Consigne:
Dans le texte fourni sur le recours de M. C..., relevez tous les articles de code ou de convention cités.

Texte fourni:
Vu la procédure suivante :
Procédure contentieuse antérieure :
M. A... C... a demandé au tribunal administratif de Cergy-Pontoise d'annuler l'arrêté du 28 juin 2023 par lequel le préfet des Hauts-de-Seine a refusé de lui délivrer un titre de séjour, l'a obligé à quitter le territoire français dans un délai de trente jours, a fixé le pays d'éloignement et a prononcé à son encontre une interdiction de retour sur le territoire français d'une durée d'un an.
Par un jugement n° 2309841 du 10 avril 2024, le tribunal administratif de Cergy-Pontoise a rejeté sa demande.
Procédure devant la cour :
Par une requête et un mémoire, enregistrés les 8 mai et 16 octobre 2024, M. C..., représenté par Me Rosin, avocat, demande à la cour :
1°) d'annuler ce jugement ;
2°) d'annuler, pour excès de pouvoir, cet arrêté ;
3°) d'enjoindre au préfet territorialement compétent de lui délivrer un titre de séjour portant la mention " vie privée et familiale " dans un délai d'un mois à compter de la notification de l'arrêt à intervenir ou, à défaut, de procéder au réexamen de sa situation dans un délai de deux mois et de lui délivrer, dans cette attente, un récépissé l'autorisant à travailler dans un délai de sept jours ;
4°) de mettre à la charge de l'Etat la somme de 2 000 euros sur le fondement de l'article L. 761-1 du code de justice administrative.
Il soutient que :
- le refus de titre de séjour est entaché d'un vice de procédure dès lors que l'avis du collège des médecins de l'Office français de l'immigration et de l'intégration ne comporte pas la signature de l'un des trois médecins du collège ;
- il est entaché d'une erreur de droit dès lors que le préfet s'est estimé à tort lié par l'avis du collège des médecins de l'Office français de l'immigration et de l'intégration ;
- il est entaché d'une seconde erreur de droit dès lors que le préfet n'a pas procédé à un examen complet et sérieux de sa situation ; par une saisine électronique postérieure au dépôt de sa demande de renouvellement de son titre de séjour pour soins, il avait expressément demandé une carte de résident longue durée Union européenne sur laquelle il n'a pas été statué ;
- le refus de titre de séjour méconnaît l'article L. 425-9 du code de l'entrée et du séjour des étrangers et du droit d'asile dès lors qu'il est atteint de schizophrénie hébéphrénique, que son traitement est indisponible en Mauritanie et n'est pas substituable, et que les professionnels et structures spécialisés en santé mentale sont également inaccessibles ;
- il méconnaît l'article 8 de la convention européenne de sauvegarde des droits de l'homme et des libertés fondamentales ;
- il est entaché d'une erreur manifeste d'appréciation de ses conséquences sur sa situation personnelle ;
- la décision portant obligation de quitter le territoire français est illégale en ce qu'elle se fonde sur une décision de refus de titre elle-même illégale ;
- elle est entachée d'une erreur manifeste d'appréciation ;
- la décision portant interdiction de retour sur le territoire français est insuffisamment motivée ;
- elle est illégale en ce qu'elle se fonde sur une obligation de quitter le territoire français elle-même illégale ;
- elle méconnaît l'article L. 612-10 du code de l'entrée et du séjour des étrangers et du droit d'asile ou, du moins, est entachée d'une erreur manifeste d'appréciation.

Données extraites:

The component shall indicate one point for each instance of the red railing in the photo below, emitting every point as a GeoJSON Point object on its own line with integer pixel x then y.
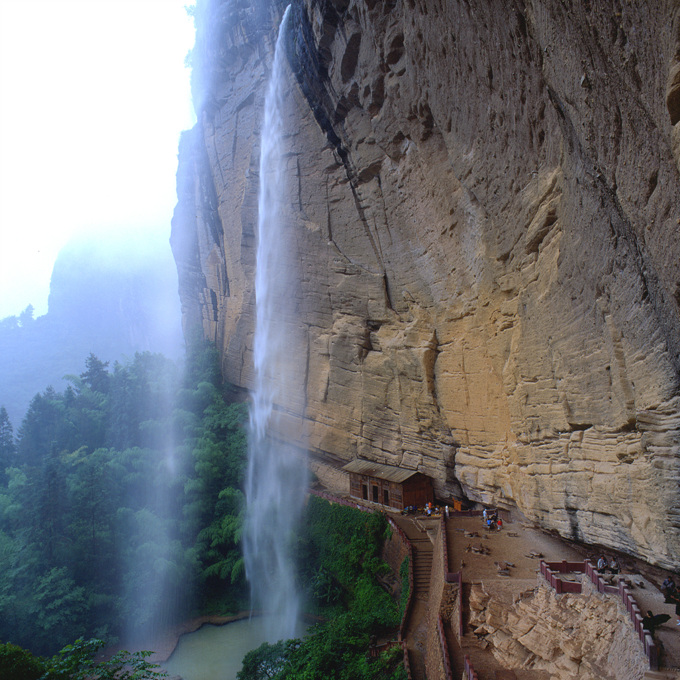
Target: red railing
{"type": "Point", "coordinates": [549, 569]}
{"type": "Point", "coordinates": [404, 539]}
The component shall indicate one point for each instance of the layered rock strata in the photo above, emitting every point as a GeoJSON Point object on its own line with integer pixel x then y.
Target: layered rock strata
{"type": "Point", "coordinates": [568, 636]}
{"type": "Point", "coordinates": [484, 214]}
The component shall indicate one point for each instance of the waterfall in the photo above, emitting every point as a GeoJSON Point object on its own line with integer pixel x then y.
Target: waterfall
{"type": "Point", "coordinates": [276, 481]}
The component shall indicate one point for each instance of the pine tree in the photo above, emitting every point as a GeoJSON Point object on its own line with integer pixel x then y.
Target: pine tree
{"type": "Point", "coordinates": [7, 445]}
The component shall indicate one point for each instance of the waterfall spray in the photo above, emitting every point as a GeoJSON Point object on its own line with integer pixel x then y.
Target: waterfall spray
{"type": "Point", "coordinates": [276, 480]}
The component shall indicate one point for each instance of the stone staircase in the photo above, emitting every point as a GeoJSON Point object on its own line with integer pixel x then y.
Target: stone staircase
{"type": "Point", "coordinates": [422, 566]}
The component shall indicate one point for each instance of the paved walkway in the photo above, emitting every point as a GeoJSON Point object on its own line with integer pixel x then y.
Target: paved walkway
{"type": "Point", "coordinates": [416, 630]}
{"type": "Point", "coordinates": [519, 544]}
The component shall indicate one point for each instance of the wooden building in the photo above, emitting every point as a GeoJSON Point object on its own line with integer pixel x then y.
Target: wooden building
{"type": "Point", "coordinates": [388, 485]}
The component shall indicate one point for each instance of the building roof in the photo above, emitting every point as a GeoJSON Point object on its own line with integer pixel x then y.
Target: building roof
{"type": "Point", "coordinates": [389, 472]}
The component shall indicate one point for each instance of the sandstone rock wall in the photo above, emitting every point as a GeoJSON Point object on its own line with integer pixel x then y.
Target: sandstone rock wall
{"type": "Point", "coordinates": [484, 215]}
{"type": "Point", "coordinates": [569, 636]}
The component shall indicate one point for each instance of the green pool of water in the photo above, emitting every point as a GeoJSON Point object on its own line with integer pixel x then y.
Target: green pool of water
{"type": "Point", "coordinates": [215, 652]}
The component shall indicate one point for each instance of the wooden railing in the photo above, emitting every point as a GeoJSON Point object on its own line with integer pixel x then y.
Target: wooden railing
{"type": "Point", "coordinates": [446, 658]}
{"type": "Point", "coordinates": [468, 671]}
{"type": "Point", "coordinates": [549, 571]}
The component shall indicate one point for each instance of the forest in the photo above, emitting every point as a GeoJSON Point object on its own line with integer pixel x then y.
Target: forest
{"type": "Point", "coordinates": [121, 512]}
{"type": "Point", "coordinates": [120, 506]}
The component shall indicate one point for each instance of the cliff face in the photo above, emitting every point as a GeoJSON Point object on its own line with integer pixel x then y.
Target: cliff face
{"type": "Point", "coordinates": [484, 212]}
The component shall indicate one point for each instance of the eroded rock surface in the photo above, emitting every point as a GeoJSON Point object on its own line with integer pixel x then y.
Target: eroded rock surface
{"type": "Point", "coordinates": [568, 636]}
{"type": "Point", "coordinates": [484, 212]}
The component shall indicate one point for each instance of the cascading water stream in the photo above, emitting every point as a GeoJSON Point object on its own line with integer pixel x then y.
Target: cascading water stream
{"type": "Point", "coordinates": [276, 481]}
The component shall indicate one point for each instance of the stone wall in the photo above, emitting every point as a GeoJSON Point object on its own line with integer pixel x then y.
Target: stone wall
{"type": "Point", "coordinates": [484, 218]}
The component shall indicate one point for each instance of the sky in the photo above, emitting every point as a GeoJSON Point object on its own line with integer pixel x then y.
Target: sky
{"type": "Point", "coordinates": [93, 97]}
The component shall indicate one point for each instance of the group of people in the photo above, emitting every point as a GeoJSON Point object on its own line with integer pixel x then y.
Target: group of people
{"type": "Point", "coordinates": [492, 520]}
{"type": "Point", "coordinates": [611, 566]}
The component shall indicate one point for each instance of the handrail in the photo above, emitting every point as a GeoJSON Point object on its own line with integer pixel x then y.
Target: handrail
{"type": "Point", "coordinates": [404, 539]}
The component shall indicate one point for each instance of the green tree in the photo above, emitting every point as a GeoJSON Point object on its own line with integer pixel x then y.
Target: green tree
{"type": "Point", "coordinates": [7, 446]}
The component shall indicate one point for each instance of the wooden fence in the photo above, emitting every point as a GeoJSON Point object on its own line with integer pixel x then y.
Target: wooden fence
{"type": "Point", "coordinates": [550, 571]}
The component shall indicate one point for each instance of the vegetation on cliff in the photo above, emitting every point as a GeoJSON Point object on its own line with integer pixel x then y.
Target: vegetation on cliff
{"type": "Point", "coordinates": [119, 503]}
{"type": "Point", "coordinates": [340, 565]}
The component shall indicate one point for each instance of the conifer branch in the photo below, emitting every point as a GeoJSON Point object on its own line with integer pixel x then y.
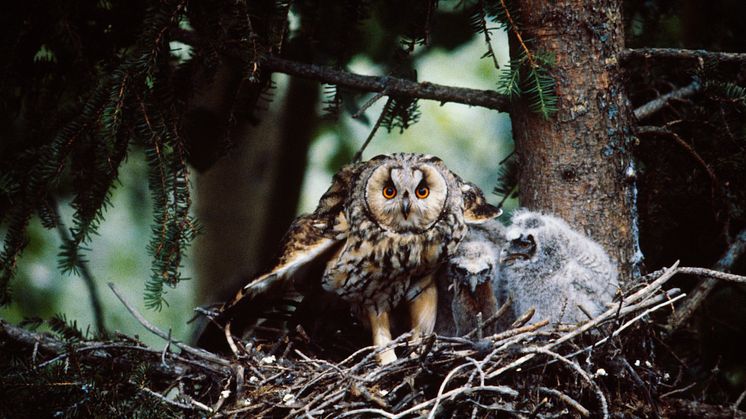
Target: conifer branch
{"type": "Point", "coordinates": [397, 87]}
{"type": "Point", "coordinates": [682, 54]}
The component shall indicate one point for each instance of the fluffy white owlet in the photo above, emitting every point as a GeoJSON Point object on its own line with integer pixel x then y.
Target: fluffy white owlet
{"type": "Point", "coordinates": [468, 283]}
{"type": "Point", "coordinates": [379, 233]}
{"type": "Point", "coordinates": [558, 271]}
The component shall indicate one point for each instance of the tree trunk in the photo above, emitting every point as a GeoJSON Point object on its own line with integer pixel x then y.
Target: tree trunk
{"type": "Point", "coordinates": [577, 164]}
{"type": "Point", "coordinates": [247, 200]}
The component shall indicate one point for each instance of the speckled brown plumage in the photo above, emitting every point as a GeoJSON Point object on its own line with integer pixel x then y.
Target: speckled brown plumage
{"type": "Point", "coordinates": [380, 231]}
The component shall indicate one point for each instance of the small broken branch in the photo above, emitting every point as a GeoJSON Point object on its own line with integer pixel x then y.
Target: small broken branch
{"type": "Point", "coordinates": [682, 54]}
{"type": "Point", "coordinates": [396, 87]}
{"type": "Point", "coordinates": [688, 148]}
{"type": "Point", "coordinates": [705, 286]}
{"type": "Point", "coordinates": [660, 102]}
{"type": "Point", "coordinates": [201, 353]}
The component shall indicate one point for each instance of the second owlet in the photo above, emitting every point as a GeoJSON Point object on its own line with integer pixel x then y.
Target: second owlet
{"type": "Point", "coordinates": [565, 276]}
{"type": "Point", "coordinates": [378, 234]}
{"type": "Point", "coordinates": [469, 283]}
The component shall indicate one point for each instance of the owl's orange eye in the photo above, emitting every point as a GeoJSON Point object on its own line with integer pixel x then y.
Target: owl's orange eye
{"type": "Point", "coordinates": [422, 192]}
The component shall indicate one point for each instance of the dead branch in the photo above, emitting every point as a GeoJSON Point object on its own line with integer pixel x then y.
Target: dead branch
{"type": "Point", "coordinates": [567, 399]}
{"type": "Point", "coordinates": [394, 86]}
{"type": "Point", "coordinates": [682, 54]}
{"type": "Point", "coordinates": [660, 102]}
{"type": "Point", "coordinates": [201, 353]}
{"type": "Point", "coordinates": [446, 376]}
{"type": "Point", "coordinates": [705, 286]}
{"type": "Point", "coordinates": [688, 148]}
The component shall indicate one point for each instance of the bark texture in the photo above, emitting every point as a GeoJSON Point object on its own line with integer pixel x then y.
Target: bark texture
{"type": "Point", "coordinates": [247, 200]}
{"type": "Point", "coordinates": [577, 164]}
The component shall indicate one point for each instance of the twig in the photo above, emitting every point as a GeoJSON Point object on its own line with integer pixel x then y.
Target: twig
{"type": "Point", "coordinates": [580, 371]}
{"type": "Point", "coordinates": [686, 146]}
{"type": "Point", "coordinates": [567, 399]}
{"type": "Point", "coordinates": [524, 318]}
{"type": "Point", "coordinates": [493, 318]}
{"type": "Point", "coordinates": [201, 353]}
{"type": "Point", "coordinates": [705, 286]}
{"type": "Point", "coordinates": [610, 313]}
{"type": "Point", "coordinates": [397, 87]}
{"type": "Point", "coordinates": [359, 155]}
{"type": "Point", "coordinates": [738, 402]}
{"type": "Point", "coordinates": [660, 102]}
{"type": "Point", "coordinates": [370, 103]}
{"type": "Point", "coordinates": [686, 54]}
{"type": "Point", "coordinates": [710, 273]}
{"type": "Point", "coordinates": [85, 273]}
{"type": "Point", "coordinates": [164, 399]}
{"type": "Point", "coordinates": [678, 390]}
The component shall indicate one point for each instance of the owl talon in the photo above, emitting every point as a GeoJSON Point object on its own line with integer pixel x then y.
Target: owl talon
{"type": "Point", "coordinates": [386, 357]}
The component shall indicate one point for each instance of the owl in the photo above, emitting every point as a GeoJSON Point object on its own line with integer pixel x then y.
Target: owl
{"type": "Point", "coordinates": [378, 234]}
{"type": "Point", "coordinates": [560, 272]}
{"type": "Point", "coordinates": [469, 282]}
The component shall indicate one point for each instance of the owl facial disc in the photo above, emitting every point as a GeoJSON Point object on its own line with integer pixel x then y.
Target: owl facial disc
{"type": "Point", "coordinates": [521, 248]}
{"type": "Point", "coordinates": [406, 197]}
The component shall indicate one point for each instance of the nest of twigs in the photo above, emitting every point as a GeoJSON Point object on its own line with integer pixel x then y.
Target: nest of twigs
{"type": "Point", "coordinates": [604, 367]}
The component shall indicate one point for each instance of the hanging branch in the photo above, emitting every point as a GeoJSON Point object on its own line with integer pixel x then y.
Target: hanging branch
{"type": "Point", "coordinates": [684, 145]}
{"type": "Point", "coordinates": [705, 286]}
{"type": "Point", "coordinates": [85, 274]}
{"type": "Point", "coordinates": [660, 102]}
{"type": "Point", "coordinates": [682, 54]}
{"type": "Point", "coordinates": [397, 87]}
{"type": "Point", "coordinates": [359, 155]}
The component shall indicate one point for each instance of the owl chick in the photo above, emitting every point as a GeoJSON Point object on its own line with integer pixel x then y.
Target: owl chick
{"type": "Point", "coordinates": [379, 233]}
{"type": "Point", "coordinates": [469, 281]}
{"type": "Point", "coordinates": [564, 275]}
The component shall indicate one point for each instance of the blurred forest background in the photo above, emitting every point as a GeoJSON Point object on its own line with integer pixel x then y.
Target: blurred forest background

Réponse:
- article L. 761-1 du code de justice administrative
- article L. 425-9 du code de l'entrée et du séjour des étrangers et du droit d'asile
- article 8 de la convention européenne de sauvegarde des droits de l'homme et des libertés fondamentales
- article L. 612-10 du code de l'entrée et du séjour des étrangers et du droit d'asile